**TEXT SECTION:**
• • •

# where can i get some java moss?



## hlfelipe (Mar 4, 2011)

well, im just starting here so, i have a 20 gal tank with guppies and ghost shrimps, i want to get more guppies. so i want to do a java moss wall, but i dont know where to get, and the plaes where i go they dont have it =(
so if you guys know where to get it or a little bit for free please let me know.
thanks. 
i live in brampton btw hehe


----------



## chriscro (Dec 3, 2010)

i saw a ton of it at a new aquarium store which opened up just 2 minute from BA in mississauga on dundas street you can't miss it. 
its 2 mins from cams aquatica and dragon aquarium great store just opened and are giving some decent deals if you bargin a bit.


----------



## hlfelipe (Mar 4, 2011)

thanx chriscro, gonna check it out this weekend. =)


----------



## bettasandbeads (Aug 18, 2010)

*java moss*

There should be plendy of Java moss at the HDAS auction on Sunday. Legion Hall in Waterdown. Easy to get to and there will be lots of fish and plants.
If you are driving over to Missis, not that farther to Waterdown.
Catherine


----------



## bettaforu (Sep 6, 2009)

Where is this new aquarium store in Miss....what is the name of it. I know the Dragon aquarium but don't remember seeing another store.


----------



## chriscro (Dec 3, 2010)

not sure of the same but its on dundas closer to the highway, you can't miss it less then a km away. right off of dundas in a large building i think its near stantford street.


----------



## multitanksyndrome (Mar 28, 2011)

• • •

**SUPPLIED MATERIAL:**
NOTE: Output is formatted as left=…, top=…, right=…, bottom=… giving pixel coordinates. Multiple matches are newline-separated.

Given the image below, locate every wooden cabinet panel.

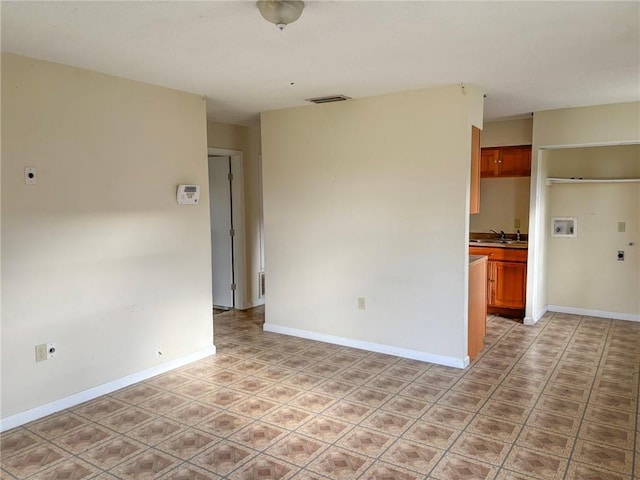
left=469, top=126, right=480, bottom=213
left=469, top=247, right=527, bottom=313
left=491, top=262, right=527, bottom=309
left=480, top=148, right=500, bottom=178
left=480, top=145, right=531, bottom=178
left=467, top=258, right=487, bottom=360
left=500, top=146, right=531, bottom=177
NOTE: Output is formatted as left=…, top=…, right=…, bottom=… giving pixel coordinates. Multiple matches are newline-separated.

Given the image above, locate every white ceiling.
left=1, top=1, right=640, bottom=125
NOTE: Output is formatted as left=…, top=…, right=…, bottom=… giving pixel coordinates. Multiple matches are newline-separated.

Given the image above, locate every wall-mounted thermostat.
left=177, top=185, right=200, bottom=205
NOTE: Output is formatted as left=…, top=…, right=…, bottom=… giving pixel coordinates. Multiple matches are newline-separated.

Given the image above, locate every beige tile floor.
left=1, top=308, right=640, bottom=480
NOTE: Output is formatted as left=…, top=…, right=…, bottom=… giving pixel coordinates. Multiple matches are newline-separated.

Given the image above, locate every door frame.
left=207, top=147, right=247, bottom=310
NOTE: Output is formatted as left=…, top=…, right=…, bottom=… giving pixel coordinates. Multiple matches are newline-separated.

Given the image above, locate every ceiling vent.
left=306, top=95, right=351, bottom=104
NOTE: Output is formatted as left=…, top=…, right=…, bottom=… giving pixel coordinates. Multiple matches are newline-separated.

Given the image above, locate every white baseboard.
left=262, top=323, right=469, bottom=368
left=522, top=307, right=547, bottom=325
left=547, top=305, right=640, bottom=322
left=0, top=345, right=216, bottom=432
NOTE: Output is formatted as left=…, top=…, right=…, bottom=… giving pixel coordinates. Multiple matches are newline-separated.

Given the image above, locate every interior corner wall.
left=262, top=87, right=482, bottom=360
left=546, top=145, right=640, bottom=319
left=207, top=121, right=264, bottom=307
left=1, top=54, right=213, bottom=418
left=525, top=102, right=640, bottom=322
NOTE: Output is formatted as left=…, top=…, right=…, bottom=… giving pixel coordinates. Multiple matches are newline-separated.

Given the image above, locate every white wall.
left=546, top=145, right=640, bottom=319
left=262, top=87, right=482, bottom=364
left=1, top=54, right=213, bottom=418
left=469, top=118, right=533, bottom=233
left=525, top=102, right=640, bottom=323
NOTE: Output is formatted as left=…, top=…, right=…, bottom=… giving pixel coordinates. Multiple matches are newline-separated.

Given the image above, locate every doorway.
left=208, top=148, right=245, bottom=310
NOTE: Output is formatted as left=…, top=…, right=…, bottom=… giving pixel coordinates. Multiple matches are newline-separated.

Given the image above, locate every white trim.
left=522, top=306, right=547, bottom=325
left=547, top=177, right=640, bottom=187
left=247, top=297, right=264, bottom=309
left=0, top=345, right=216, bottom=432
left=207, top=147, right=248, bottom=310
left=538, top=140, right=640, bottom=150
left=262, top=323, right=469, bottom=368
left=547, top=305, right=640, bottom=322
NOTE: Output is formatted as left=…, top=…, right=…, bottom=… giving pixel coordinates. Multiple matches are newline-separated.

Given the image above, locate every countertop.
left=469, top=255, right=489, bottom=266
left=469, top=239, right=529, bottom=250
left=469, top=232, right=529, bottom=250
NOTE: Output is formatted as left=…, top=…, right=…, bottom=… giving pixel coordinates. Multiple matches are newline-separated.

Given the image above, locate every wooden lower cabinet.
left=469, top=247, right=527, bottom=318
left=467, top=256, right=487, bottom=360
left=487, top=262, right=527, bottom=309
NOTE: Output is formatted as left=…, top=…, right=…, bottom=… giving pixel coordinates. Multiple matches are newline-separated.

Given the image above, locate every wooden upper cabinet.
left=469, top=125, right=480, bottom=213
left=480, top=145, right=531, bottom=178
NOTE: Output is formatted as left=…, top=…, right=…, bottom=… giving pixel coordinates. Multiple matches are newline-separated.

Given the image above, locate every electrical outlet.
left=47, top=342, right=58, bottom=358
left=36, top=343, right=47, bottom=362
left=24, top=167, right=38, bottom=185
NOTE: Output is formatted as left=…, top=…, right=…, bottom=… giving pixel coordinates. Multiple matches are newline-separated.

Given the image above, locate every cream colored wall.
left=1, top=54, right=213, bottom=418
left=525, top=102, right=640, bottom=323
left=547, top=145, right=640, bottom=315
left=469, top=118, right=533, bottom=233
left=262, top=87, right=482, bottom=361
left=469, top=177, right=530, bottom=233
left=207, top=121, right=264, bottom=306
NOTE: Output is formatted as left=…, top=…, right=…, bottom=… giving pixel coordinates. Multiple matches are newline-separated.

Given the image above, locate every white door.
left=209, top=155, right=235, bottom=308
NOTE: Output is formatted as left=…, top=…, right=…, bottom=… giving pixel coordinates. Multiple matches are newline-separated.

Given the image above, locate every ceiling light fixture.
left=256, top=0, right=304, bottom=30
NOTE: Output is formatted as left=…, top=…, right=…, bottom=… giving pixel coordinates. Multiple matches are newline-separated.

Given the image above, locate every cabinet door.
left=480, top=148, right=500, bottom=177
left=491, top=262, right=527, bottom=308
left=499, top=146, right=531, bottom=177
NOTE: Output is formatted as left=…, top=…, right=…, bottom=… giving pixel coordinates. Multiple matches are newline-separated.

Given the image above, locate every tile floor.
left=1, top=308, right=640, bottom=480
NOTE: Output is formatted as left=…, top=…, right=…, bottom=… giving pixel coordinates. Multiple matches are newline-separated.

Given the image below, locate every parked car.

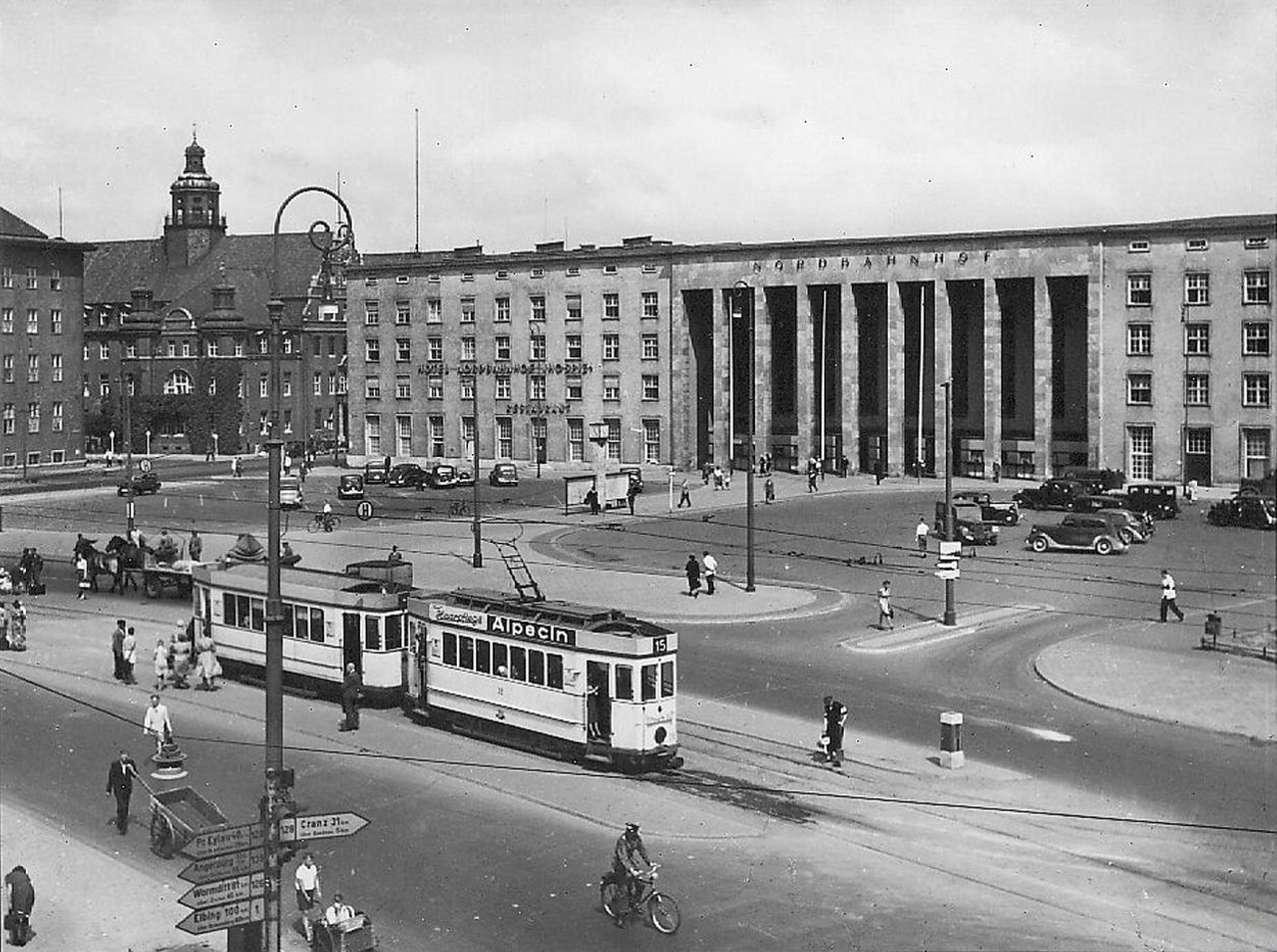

• • •

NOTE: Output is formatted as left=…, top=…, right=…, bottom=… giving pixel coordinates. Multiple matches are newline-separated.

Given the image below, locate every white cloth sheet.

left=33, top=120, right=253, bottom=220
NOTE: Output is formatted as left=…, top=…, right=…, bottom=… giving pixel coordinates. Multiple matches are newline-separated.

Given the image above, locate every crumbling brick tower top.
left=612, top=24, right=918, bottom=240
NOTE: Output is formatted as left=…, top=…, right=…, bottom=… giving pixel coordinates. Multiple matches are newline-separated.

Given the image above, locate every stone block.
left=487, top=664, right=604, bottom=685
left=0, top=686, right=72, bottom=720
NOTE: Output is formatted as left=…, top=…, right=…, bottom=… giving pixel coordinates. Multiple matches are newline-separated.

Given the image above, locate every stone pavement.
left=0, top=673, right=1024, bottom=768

• • •

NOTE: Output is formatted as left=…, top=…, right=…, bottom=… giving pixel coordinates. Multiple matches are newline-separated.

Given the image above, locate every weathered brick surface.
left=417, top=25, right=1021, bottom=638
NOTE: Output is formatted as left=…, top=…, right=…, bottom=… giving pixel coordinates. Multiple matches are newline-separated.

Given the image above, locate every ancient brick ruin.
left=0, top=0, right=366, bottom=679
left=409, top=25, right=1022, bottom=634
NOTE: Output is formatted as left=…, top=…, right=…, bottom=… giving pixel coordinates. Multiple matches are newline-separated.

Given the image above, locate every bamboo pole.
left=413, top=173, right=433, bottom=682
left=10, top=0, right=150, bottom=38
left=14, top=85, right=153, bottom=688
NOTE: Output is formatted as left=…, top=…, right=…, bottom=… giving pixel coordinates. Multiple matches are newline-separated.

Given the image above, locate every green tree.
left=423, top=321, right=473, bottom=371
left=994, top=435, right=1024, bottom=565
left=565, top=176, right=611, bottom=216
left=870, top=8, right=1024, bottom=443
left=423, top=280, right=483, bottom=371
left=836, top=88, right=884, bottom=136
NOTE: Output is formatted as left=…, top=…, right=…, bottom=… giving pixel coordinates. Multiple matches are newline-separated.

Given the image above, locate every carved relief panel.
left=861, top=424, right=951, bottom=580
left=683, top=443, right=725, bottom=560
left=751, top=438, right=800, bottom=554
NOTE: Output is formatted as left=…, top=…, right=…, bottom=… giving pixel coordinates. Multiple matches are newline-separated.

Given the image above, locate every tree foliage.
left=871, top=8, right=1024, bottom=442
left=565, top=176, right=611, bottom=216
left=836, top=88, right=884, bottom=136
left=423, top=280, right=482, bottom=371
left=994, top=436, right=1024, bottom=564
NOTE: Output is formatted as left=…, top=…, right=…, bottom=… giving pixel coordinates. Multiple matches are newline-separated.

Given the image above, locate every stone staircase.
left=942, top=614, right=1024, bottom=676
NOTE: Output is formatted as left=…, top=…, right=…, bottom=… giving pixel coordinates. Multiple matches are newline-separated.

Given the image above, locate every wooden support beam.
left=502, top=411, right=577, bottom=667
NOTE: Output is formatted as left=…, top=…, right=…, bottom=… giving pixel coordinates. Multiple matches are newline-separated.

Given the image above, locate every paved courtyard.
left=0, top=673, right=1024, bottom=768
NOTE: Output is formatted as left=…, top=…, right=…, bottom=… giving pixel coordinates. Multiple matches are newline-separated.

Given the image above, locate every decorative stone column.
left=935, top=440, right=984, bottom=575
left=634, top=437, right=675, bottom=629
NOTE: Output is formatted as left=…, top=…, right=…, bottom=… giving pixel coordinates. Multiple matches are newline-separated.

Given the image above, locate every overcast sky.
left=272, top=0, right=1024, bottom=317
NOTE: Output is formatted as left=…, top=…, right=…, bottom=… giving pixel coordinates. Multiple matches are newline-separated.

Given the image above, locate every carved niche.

• • •

**WHAT YOU NEED TO DO:**
• A. In the java moss thread, where is the HDAS auction held?
• B. Extend the java moss thread from its final line onward.
The rows are not needed for anything here.

**ANSWER SET:**
• A. At the Legion Hall in Waterdown.

• B.
is it aquatic kingdom? , across from the Timmies, good selection of corals and plants as well as reptiles, FW fish and SW fish.... Price is boarder line, in fact most livestock is more expensive than BAs but corals and plants are good deals


----------



## GT3 (Nov 24, 2010)

hlfelipe said:


> well, im just starting here so, i have a 20 gal tank with guppies and ghost shrimps, i want to get more guppies. so i want to do a java moss wall, but i dont know where to get, and the plaes where i go they dont have it =(
> so if you guys know where to get it or a little bit for free please let me know.
> thanks.
> i live in brampton btw hehe


ya i have the same thing guppy + shrimp java moss tank, the guppies breeding like crazy, 10+ new fish every 2 weeks


----------



## hlfelipe (Mar 4, 2011)

GT3 said:


> ya i have the same thing guppy + shrimp java moss tank, the guppies breeding like crazy, 10+ new fish every 2 weeks


sorry fr the late reply hehe, nice to know about ur guppies.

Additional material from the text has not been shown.